_WORK TO COMPLETE_: All of the material below is to be returned exactly.

(Stored data entries)

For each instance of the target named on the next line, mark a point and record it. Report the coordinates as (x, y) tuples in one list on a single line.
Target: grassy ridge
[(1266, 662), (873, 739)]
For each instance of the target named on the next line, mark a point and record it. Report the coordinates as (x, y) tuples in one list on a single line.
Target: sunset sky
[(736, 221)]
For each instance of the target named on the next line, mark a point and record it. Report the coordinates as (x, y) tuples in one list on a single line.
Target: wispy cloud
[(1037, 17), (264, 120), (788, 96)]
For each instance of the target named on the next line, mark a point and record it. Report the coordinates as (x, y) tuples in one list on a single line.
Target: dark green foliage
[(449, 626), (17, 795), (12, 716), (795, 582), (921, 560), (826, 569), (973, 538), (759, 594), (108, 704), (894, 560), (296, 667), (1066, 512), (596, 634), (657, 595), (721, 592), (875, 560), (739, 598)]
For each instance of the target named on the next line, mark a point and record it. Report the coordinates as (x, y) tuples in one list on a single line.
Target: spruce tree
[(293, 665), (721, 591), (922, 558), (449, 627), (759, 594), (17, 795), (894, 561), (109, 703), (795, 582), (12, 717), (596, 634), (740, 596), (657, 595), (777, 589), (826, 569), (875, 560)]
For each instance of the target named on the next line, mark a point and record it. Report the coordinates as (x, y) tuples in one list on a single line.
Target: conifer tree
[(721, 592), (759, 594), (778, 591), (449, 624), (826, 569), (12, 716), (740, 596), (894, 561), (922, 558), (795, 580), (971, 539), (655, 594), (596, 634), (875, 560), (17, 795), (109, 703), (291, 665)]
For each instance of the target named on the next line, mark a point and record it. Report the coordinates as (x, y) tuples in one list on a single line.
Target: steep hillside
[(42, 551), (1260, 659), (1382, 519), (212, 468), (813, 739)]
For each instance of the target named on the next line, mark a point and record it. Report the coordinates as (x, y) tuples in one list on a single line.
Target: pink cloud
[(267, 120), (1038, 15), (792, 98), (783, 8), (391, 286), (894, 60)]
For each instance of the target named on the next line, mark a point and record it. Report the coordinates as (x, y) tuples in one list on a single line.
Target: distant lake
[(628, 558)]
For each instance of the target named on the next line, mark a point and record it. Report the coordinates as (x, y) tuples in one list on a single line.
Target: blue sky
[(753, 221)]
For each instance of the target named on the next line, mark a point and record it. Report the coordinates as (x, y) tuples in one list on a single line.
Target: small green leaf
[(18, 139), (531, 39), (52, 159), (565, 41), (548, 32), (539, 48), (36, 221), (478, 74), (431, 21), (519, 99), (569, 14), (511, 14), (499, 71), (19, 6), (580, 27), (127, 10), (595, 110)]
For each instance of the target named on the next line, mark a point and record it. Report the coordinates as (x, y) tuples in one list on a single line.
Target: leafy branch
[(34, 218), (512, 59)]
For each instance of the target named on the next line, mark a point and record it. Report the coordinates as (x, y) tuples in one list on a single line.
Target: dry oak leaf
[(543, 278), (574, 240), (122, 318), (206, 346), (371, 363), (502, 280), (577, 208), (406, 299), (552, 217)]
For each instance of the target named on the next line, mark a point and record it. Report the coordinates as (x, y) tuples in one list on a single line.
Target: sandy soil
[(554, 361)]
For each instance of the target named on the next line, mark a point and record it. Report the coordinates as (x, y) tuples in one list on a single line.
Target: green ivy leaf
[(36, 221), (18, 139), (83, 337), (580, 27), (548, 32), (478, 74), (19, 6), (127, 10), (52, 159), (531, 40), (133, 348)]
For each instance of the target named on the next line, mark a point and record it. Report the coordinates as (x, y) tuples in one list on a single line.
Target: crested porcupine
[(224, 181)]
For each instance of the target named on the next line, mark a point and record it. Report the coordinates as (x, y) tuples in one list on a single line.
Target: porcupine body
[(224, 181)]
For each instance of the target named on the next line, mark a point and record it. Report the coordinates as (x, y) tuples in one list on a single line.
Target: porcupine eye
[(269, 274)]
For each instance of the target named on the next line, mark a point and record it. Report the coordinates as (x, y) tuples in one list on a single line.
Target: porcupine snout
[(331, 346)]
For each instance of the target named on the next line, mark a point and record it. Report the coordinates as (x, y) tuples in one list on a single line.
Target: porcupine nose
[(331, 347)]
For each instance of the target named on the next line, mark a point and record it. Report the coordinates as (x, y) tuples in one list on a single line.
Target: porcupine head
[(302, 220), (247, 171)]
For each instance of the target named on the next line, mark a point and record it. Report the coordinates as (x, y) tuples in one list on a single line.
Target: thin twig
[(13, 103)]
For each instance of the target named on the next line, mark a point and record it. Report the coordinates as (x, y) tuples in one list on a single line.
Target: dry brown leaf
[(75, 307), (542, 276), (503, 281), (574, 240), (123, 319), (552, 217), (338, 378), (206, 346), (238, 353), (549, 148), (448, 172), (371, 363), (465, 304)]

_RESPONSE TO THIS EXERCISE_:
For each instance of the target named on the next line, mark a point and record it. Report the coordinates as (x, y) tuples in one list on a single line.
Target: grassy ridge
[(1266, 662), (873, 739)]
For each instance of the target named on the next line, mark a point and record it. Report the coordinates as (x, y) tuples in one list on a single line.
Target: sunset sky
[(736, 221)]
For each instance of the target named on the next line, mark a point and record it. Report the coordinates as (x, y) tuples in one list on a single line.
Target: wispy cloud
[(1037, 17), (264, 120), (788, 96)]
For each instance of the target named on the next line, mark a point and record it. Report the coordinates as (x, y) tuples in one list on a single line.
Target: dark green foliage
[(449, 626), (17, 795), (12, 716), (795, 582), (921, 560), (826, 569), (973, 538), (759, 594), (108, 704), (894, 560), (296, 667), (1066, 512), (596, 634), (657, 595), (721, 592), (875, 560), (739, 598)]
For each instance of the target named on the next line, mark a point and record it. Report the coordinates as (x, y) tuples in one list on a single line.
Target: spruce tree
[(293, 665), (721, 591), (922, 558), (449, 627), (759, 594), (17, 795), (894, 561), (109, 703), (795, 582), (12, 717), (596, 634), (740, 596), (657, 595), (777, 589), (826, 569), (875, 560)]
For each instance of the target named on the next line, mark a point and record it. Report the coordinates as (x, y) tuples in one list on a single line.
Target: conifer tree
[(721, 592), (759, 594), (778, 591), (449, 624), (826, 569), (12, 716), (740, 596), (894, 561), (922, 558), (795, 580), (971, 539), (655, 594), (596, 634), (875, 560), (17, 795), (109, 703), (291, 665)]
For each instance of the target named on the next line, mark a point and record it. Report the coordinates as (x, y) tuples in one list on a single line.
Target: steep hillside
[(42, 551), (1260, 659), (1382, 519), (212, 468), (813, 739)]
For each instance of the target named on the next line, mark a point and record it. Report the coordinates as (x, y) tuples in one list on a single line.
Target: pink cloud
[(267, 120), (1038, 15), (792, 98), (783, 8), (391, 286), (894, 60)]
For each instance of the target named on the next line, mark a point and record it. Report the coordinates as (x, y) tuples in one list on a single line.
Target: distant lake
[(628, 558)]
For each instance of the target named on the next line, mark a point and record it. Report the coordinates as (x, y) tuples in one list on a single line.
Target: blue sky
[(753, 221)]
For each instance of the target named on the next line, mark a point and record it. Report the coordinates as (x, y) tuples in one list on a single line.
Target: small green leaf
[(18, 139), (531, 39), (52, 159), (565, 41), (548, 32), (539, 48), (36, 221), (478, 74), (431, 21), (519, 99), (569, 14), (511, 14), (499, 71), (19, 6), (580, 27), (127, 10), (595, 110)]
For each instance of the target named on the next line, mark a point and record it. Report the coordinates as (x, y) tuples in one list on a single line.
Target: leafy branch
[(34, 218), (512, 59)]
For each instance of the target named on the next line, mark a point and record it. Report the coordinates as (x, y) tuples in one list on a single line.
Target: dry oak leaf
[(543, 278), (574, 240), (122, 318), (206, 346), (371, 363), (502, 280), (577, 208), (406, 299), (552, 217)]
For each instance of the target named on the next line, mark a point and record it. Report the coordinates as (x, y) tuples in one list on a single line.
Target: sandy soil
[(554, 361)]
For each instance of the target named on the next line, mark a point and record it. Report the coordinates as (x, y) tuples in one list on a single line.
Target: green ivy leaf
[(36, 221), (18, 139), (83, 337), (580, 27), (548, 32), (478, 74), (19, 6), (127, 10), (52, 159), (531, 40), (133, 348)]
For each instance of the target named on the next line, mark a point and record it. Report the coordinates as (x, y) tuples in one list on a single line.
Target: crested porcupine
[(224, 181)]
For each instance of the target named on the next line, mark a point and record it. Report the coordinates as (x, y) tuples in one list on a single line.
Target: porcupine body
[(224, 181)]
For each instance of the target named on the next line, mark a point and record it. Report the coordinates as (x, y) tuples in one list on a single line.
Target: porcupine eye
[(269, 274)]
For each instance of the target named on the next line, mark a point and record it. Report the coordinates as (x, y) tuples in one list on a single line.
Target: porcupine snout
[(331, 346)]
For each instance of the target named on the next line, mark a point and record it. Report the coordinates as (x, y) tuples in one list on a single line.
Target: porcupine nose
[(331, 347)]
For each instance of the target named on the next line, mark a point and record it. Report the coordinates as (x, y) tuples in one list on a single line.
Target: porcupine head
[(302, 220), (247, 171)]
For each instance of the target named on the next line, mark a point and record it. Report the coordinates as (x, y) tuples in one list on a single line.
Target: thin twig
[(13, 103)]
For each instance of the target named on the next line, mark a point and record it. Report the coordinates as (x, y) tuples in one list on a single line.
Target: dry brown leaf
[(75, 307), (542, 276), (503, 281), (574, 240), (123, 319), (552, 217), (338, 378), (206, 346), (238, 353), (549, 148), (448, 172), (371, 363), (465, 304)]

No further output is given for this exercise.